WHAT THE TASK REQUIRES:
Copy every one of the rows below line for line, with no change to any character.

(Items from a data source)
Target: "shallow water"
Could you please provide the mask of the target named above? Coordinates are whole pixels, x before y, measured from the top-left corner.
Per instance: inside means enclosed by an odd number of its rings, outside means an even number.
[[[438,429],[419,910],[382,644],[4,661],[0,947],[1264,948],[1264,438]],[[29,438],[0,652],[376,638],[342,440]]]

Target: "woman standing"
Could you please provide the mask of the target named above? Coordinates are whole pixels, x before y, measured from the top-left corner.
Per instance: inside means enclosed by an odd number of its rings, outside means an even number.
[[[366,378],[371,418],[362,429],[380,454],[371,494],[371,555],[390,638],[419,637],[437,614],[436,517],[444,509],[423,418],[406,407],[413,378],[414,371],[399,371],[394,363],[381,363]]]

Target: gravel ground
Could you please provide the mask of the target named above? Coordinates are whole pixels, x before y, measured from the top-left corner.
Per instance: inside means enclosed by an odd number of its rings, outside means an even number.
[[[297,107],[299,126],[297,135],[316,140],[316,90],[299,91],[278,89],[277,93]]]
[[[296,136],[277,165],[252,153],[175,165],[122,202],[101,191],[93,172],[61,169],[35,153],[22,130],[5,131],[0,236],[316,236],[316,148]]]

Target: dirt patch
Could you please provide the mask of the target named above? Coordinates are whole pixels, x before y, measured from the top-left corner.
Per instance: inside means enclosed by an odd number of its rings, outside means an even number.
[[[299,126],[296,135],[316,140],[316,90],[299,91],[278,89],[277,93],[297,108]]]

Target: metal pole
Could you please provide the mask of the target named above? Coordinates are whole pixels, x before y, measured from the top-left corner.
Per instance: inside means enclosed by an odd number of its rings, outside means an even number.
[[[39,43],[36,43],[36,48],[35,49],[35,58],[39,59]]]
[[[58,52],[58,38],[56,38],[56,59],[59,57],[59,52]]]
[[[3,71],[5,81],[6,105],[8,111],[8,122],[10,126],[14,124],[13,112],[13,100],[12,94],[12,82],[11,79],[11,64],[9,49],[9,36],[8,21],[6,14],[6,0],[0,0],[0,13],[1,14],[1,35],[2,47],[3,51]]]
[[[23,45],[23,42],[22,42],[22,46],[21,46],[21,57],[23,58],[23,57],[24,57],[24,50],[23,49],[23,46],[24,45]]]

COMPLETED EXERCISE:
Target: "shallow water"
Could you please provide the mask of the target named above? Coordinates are whole pixels, x before y, measured from the top-left corner.
Per instance: inside means enclosed by an odd number of its rings, outside means an even number.
[[[438,429],[419,910],[382,644],[4,661],[0,947],[1264,948],[1264,438]],[[29,438],[0,652],[376,638],[342,440]]]

Target: "woman standing"
Could you please provide the mask of the target named above? Coordinates are whole pixels, x before y, measured from the top-left corner.
Per instance: inside means enclosed by an odd number of its rings, outside means an even number.
[[[366,378],[371,418],[362,429],[380,454],[371,494],[371,555],[390,638],[419,637],[437,614],[436,517],[444,509],[423,418],[406,407],[413,378],[414,371],[399,371],[394,363],[381,363]]]

Target: gravel ground
Could you please provide the mask of the target named above? Coordinates are whole pixels, x before y, measured from the top-left corner.
Per instance: inside means enclosed by an odd number of its rings, outside means an even number.
[[[297,107],[299,126],[297,135],[316,140],[316,90],[299,91],[278,89],[277,93]]]
[[[296,136],[277,165],[252,153],[175,165],[122,202],[101,191],[93,172],[61,169],[35,153],[22,130],[5,131],[0,236],[316,236],[316,148]]]

Target: dirt patch
Could you please provide the mask of the target named above? Coordinates are whole pixels, x before y, measured from the top-left corner.
Per instance: inside means enclosed by an odd number of its rings, outside means an even number.
[[[299,126],[296,135],[316,140],[316,90],[299,91],[278,89],[277,93],[297,108]]]

Target: metal pole
Could you please provide the mask of the target named above? Coordinates are whole pixels, x before y, measured from the top-left corner.
Per instance: inside means enclosed by an odd number of its rings, outside means an even number.
[[[39,43],[36,43],[36,48],[35,49],[35,58],[39,59]]]
[[[58,52],[58,38],[56,38],[56,59],[59,57],[59,52]]]
[[[3,71],[5,81],[6,105],[8,111],[8,122],[10,126],[14,124],[13,112],[13,100],[12,94],[12,82],[11,79],[11,64],[9,49],[9,36],[8,21],[6,14],[6,0],[0,0],[0,13],[1,14],[1,35],[2,47],[3,51]]]
[[[23,45],[23,42],[22,42],[22,46],[21,46],[21,57],[23,58],[23,57],[24,57],[24,50],[23,49],[23,46],[24,45]]]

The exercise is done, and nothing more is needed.